> _Stated exercise A_
In the lab introduction, what programming language was the subroutine meant to be written in?
> _Stated exercise B_
Using the lab introduction, tell whether each statement agrees with it, answering yes or no and quoting the words that decide: (i) The lab was the second one in the SPO course. (ii) The code first moved the graphic straight down the screen. (iii) The graphic was later made to bounce off the screen's edges.
> _Stated exercise C_
Retype the lab introduction word for word, starting at "Lab 2 - 6502" and ending at "of the screen.".

> _Source extract_

..............................

Lab 2 - 6502 Math Lab

Introduction
In this blog post, I will share my experience working on the second lab of the SPO (Systems Programming and Operating Systems) course. The goal of this lab was to create a subroutine in 6502 Assembly Language that draws an image on a bitmapped screen and then animate it by making it bounce around the screen. The lab involved writing code to move a graphic diagonally across the screen and then modifying it to make the graphic bounce off the edges of the screen.

..............................

> _Dataset extract_
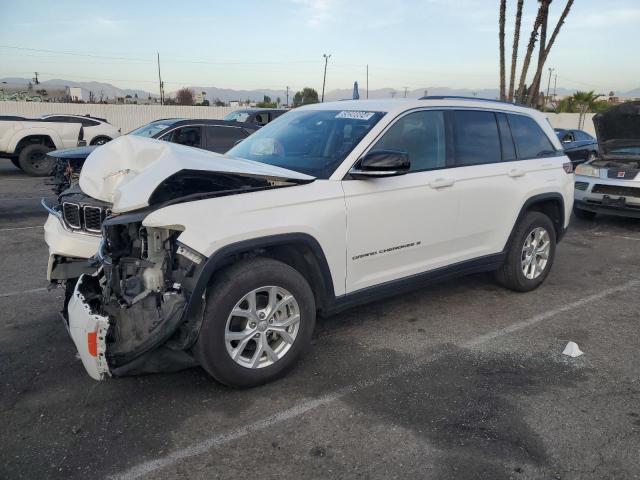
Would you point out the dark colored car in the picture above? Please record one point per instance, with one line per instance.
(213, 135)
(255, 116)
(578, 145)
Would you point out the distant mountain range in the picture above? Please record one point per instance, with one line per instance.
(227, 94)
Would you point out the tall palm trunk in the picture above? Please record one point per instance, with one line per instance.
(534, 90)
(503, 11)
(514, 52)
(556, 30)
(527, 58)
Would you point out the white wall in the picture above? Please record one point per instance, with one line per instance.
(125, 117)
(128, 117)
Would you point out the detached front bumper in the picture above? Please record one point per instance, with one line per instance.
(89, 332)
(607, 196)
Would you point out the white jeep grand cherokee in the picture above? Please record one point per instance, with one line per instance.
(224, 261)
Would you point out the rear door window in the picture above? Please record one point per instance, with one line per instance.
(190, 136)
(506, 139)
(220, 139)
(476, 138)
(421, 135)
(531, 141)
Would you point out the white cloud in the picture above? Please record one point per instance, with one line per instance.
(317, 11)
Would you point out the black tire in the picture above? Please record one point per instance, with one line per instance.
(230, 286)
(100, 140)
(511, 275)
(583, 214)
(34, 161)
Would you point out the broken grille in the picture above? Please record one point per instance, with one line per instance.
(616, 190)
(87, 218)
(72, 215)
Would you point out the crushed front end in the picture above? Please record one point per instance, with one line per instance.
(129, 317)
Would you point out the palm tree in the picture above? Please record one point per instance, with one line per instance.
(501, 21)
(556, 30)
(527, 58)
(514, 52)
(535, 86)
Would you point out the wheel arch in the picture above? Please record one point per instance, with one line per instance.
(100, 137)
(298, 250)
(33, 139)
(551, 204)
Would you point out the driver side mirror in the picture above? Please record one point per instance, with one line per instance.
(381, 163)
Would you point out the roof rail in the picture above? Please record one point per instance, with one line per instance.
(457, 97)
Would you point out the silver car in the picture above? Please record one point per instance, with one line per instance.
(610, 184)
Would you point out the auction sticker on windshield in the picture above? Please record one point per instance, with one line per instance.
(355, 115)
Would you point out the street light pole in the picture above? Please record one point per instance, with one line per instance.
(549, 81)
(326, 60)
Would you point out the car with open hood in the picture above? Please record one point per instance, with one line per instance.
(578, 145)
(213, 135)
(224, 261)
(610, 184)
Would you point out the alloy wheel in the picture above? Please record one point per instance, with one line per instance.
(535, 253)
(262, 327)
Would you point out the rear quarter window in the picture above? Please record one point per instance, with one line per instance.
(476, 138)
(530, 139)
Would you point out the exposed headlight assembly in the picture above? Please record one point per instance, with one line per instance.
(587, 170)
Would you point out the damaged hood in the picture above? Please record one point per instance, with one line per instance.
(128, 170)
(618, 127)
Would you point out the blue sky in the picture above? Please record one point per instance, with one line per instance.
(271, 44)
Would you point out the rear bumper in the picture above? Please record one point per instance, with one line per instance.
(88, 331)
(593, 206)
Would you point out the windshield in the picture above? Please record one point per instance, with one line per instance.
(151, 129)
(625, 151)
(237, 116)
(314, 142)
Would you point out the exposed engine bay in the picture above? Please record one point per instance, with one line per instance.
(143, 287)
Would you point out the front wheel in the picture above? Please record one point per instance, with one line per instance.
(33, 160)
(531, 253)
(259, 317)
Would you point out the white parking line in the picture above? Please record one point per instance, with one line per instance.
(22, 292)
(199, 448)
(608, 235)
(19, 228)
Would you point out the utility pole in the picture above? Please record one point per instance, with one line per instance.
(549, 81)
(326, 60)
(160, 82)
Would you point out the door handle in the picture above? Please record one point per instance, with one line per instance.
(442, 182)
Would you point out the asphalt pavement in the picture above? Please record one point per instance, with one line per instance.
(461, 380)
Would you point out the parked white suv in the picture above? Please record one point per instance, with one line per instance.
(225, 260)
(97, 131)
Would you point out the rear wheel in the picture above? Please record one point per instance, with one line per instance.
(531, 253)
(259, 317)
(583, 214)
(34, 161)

..............................

> _Solution A_
6502 Assembly Language.

> _Solution B_
(i) Yes: "the second lab of the SPO (Systems Programming and Operating Systems) course"
(ii) No: "move a graphic diagonally across the screen"
(iii) Yes: "make the graphic bounce off the edges of the screen"

> _Solution C_
Lab 2 - 6502 Math Lab

Introduction
In this blog post, I will share my experience working on the second lab of the SPO (Systems Programming and Operating Systems) course. The goal of this lab was to create a subroutine in 6502 Assembly Language that draws an image on a bitmapped screen and then animate it by making it bounce around the screen. The lab involved writing code to move a graphic diagonally across the screen and then modifying it to make the graphic bounce off the edges of the screen.